[TEXT BLOCK]
= Beginning of Section =

Haze forces shutting of schools in Indonesia

Source:AFP Published: 2019/9/19 19:33:43

Photo taken on Sept.18, 2019 shows a city view of haze shrouded Singapore. Singapore, Indonesia and Malaysia were shrouded in haze recently due to forest fires. (Photo: Xinhua)



Thousands of schools were shuttered across Malaysia and Indonesia on Thursday, affecting at least 1.7 million pupils, officials said, as toxic haze from rampant forest fires sent air quality plummeting.

Nearly 2,500 schools were ordered to shut their doors in Malaysia - including nearly 300 in the smog-hit capital Kuala Lumpur - over soaring health concerns sparked by toxic haze from out-of-control blazes in Indonesia's Sumatra and Borneo islands.

Indonesia said hundreds of schools in hard-hit Riau province on Sumatra would also be shut Thursday, with 800 closed in one district alone, while about 1,300 were shut in its Central Kalimantan province on Borneo.

The closures affected at least 1.7 million students in Malaysia. It was not clear how many pupils were forced to stay home in neighbouring Indonesia.

= End of Section =

[WORK REQUEST 1]
Answer these questions using the article on haze and school closures:
(a) About how many schools were ordered to close in Malaysia?
(b) Roughly how many schools were shut in Indonesia's Central Kalimantan province?
(c) On which two islands were the blazes burning?
[WORK REQUEST 2]
Proceed with the article on haze and school closures, writing on from its final sentence.
Nothing in the entries after this article has any bearing on the work here.

[MATERIAL SUPPLIED]

= Beginning of Section =

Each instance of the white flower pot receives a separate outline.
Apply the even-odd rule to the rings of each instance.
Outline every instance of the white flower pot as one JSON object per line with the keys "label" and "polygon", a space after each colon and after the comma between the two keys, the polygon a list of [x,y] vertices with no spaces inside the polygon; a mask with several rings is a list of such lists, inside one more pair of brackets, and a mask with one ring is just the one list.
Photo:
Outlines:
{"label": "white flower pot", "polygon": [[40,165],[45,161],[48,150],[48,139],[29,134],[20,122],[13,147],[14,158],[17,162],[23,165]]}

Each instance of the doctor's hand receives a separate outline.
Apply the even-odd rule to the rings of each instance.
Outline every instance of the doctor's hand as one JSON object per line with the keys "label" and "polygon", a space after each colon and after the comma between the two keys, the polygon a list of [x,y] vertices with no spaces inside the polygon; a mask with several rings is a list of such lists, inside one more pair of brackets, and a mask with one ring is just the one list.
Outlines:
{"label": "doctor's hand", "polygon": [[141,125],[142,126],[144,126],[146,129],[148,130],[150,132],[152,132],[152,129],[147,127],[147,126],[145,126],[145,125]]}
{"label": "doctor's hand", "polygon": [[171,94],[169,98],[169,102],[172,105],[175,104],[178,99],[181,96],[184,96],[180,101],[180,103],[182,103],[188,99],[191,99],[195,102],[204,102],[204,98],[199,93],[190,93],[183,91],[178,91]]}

= End of Section =
= Beginning of Section =

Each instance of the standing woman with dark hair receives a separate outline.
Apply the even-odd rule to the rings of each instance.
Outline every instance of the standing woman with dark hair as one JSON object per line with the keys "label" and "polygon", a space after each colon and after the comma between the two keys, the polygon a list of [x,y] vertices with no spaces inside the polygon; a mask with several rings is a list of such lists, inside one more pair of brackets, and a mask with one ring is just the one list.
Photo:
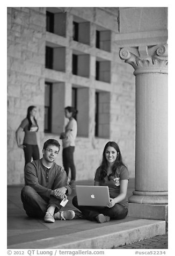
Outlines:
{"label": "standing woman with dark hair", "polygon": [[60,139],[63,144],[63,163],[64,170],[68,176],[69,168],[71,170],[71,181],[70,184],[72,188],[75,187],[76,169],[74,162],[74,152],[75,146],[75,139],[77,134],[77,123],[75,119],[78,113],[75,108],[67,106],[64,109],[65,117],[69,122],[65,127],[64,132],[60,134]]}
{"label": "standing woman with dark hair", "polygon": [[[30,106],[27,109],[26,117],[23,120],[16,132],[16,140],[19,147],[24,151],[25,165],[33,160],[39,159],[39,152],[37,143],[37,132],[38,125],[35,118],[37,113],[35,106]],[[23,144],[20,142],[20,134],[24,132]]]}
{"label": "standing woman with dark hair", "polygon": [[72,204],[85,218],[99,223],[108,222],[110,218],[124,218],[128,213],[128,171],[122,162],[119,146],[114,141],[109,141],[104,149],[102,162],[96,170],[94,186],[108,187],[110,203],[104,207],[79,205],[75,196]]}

= End of Section =
= Beginning of Section =

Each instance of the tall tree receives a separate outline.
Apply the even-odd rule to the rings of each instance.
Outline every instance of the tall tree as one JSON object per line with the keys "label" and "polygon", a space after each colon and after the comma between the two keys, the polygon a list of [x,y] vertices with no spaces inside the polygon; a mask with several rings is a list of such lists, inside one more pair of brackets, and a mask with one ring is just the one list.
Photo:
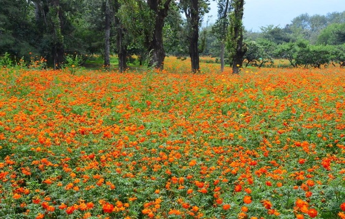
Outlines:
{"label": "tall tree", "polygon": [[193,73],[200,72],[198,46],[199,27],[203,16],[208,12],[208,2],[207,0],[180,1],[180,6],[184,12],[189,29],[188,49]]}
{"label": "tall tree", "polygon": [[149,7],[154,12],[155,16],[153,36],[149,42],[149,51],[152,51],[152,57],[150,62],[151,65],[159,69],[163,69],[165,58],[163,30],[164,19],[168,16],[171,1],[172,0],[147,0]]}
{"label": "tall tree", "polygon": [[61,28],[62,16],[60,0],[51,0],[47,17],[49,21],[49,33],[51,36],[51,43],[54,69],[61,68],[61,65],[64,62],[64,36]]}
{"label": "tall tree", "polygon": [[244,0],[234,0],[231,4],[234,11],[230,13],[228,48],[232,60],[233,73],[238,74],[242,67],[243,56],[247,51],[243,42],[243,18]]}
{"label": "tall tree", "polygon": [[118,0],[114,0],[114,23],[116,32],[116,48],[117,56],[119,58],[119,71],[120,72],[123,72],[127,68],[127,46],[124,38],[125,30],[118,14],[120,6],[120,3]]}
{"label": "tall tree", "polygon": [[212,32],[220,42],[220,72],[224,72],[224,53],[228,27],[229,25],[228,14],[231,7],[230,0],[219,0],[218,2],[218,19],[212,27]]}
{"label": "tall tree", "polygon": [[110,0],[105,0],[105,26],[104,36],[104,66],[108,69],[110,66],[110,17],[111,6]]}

= End of Section =

[EXERCISE ANSWER 1]
(a) Nearly 2,500.
(b) About 1,300.
(c) Sumatra and Borneo.

[EXERCISE ANSWER 2]
Jakarta is deploying thousands of security forces and water-bombing aircraft to tackle the blazes, mostly started by ­illegal fires set to clear land for plantations.

The fires belch smog across Southeast Asia annually, but this year's are the worst since 2015 and have added to concerns about wildfire outbreaks worldwide exacerbating global warming.

A growing number of Malaysians were suffering health problems due to the haze, with authorities saying there had been a sharp increase in outpatients at government hospitals - many suffering dry and itchy eyes. Air quality was in the "unhealthy" range across Singapore Thursday morning, according to the National Environment Agency.